Private life in public

All writing is inherently personal. Even when we're not writing autobiography or offering insights of heart and opinion, a lot of who a person is can come through in how they write. The choice of language, the absence or presence of logic, compassion and other such qualities. Even in supposedly factual report writing, the prejudices, assumptions and lack of effort put in can speak very clearly about the author. And yes, I have seen one of those recently.


There are many reasons for putting aspects of the private self into public spaces. Some more noble and productive than others. Kiss and tell celebrity stories, the angst of famous people, the fad diets, infidelities and other reasons for shame are frequently fodder for magazines. I look at the covers every now and then to make sure my own prejudices are up to date, but I wouldn't read one unless someone pointed a gun at my head first. Selling the sordid and intimate details of your life can be a way of getting public attention and courting fame. I wonder what some of the people who go in for it imagine they are going to get. There are also magazines devoted to the hideous real-life stories of the 'ordinary' where the more grotesque the tale is, the better. Freak shows are alive and well, and living in paper form.

When a person is famous, or infamous, the appetite for insight stories goes up. When you are trying to become famous for work, or a cause, it can be tempting to use anything that will bring the cameras round. If you think the ends justify the means, that might make it even more tempting. However, the media is seldom kind, and loves the opportunity to make people look stupid. Many are the well meaning pagans who have agreed to don ritual attire for a camera, only to be presented as an object for ridicule. Any time we put part of the private self into a public space, there is considerable scope for humiliation. And not just for the individual. It can impact on families too, on neighbours, communities, the orders and organisations you belong too. Anyone might be tarred with the same brush, and these things can so easily get out of control.

### DIRECTIVE 1:
Identify each line of the records that contains the string "speedometer", treating uppercase and lowercase as different, and copy those lines out.
The essay on private life in public has no connection to the records.

Object location annotation records:
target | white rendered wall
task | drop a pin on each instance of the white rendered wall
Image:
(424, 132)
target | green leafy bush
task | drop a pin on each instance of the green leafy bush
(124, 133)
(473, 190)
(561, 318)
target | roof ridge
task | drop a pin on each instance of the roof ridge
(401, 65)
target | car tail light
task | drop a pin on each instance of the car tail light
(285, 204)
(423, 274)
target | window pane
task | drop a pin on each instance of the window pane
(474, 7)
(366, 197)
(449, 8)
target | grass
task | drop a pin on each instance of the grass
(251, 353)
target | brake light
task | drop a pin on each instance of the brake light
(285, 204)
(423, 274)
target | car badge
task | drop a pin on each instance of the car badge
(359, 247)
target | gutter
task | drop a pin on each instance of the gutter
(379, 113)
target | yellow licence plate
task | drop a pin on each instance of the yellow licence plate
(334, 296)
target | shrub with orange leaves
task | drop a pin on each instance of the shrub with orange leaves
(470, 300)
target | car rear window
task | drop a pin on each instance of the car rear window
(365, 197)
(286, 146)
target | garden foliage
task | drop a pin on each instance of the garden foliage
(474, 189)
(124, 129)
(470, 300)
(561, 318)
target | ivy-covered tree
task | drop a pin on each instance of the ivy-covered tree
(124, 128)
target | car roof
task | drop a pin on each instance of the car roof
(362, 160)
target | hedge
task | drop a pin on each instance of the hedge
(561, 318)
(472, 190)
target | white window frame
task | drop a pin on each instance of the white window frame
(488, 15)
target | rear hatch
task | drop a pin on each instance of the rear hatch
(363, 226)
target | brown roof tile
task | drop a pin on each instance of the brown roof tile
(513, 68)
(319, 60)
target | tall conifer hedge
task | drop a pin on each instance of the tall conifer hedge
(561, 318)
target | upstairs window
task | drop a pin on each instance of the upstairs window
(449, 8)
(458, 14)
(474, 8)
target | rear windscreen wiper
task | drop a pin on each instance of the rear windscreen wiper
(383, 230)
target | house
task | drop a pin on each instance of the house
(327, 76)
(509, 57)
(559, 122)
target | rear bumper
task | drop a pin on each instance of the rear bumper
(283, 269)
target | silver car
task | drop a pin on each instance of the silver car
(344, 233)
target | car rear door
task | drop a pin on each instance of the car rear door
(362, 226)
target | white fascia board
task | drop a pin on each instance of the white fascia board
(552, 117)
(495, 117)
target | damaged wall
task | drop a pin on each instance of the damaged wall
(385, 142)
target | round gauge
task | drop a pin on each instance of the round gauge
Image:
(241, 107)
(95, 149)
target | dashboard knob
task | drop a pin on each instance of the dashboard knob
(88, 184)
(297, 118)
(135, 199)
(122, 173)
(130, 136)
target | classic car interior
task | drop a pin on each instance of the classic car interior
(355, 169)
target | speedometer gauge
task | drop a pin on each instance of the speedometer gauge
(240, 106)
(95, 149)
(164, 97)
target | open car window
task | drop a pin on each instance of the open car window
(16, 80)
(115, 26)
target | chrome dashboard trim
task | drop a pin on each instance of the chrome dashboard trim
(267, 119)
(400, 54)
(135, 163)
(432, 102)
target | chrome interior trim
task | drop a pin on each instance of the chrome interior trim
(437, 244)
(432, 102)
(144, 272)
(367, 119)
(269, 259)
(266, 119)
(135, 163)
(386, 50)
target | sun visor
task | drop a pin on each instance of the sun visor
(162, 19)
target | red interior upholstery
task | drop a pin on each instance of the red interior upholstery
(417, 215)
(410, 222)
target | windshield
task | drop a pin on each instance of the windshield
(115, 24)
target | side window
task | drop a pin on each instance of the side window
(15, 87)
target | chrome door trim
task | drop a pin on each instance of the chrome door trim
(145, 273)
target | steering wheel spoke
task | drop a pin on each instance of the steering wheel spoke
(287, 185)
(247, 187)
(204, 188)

### DIRECTIVE 2:
In the essay on private life in public, what often happens to well-meaning pagans who agree to don ritual attire for a camera?

### WRITTEN ANSWER 1:
target | speedometer gauge
task | drop a pin on each instance of the speedometer gauge

### WRITTEN ANSWER 2:
They end up presented as an object for ridicule.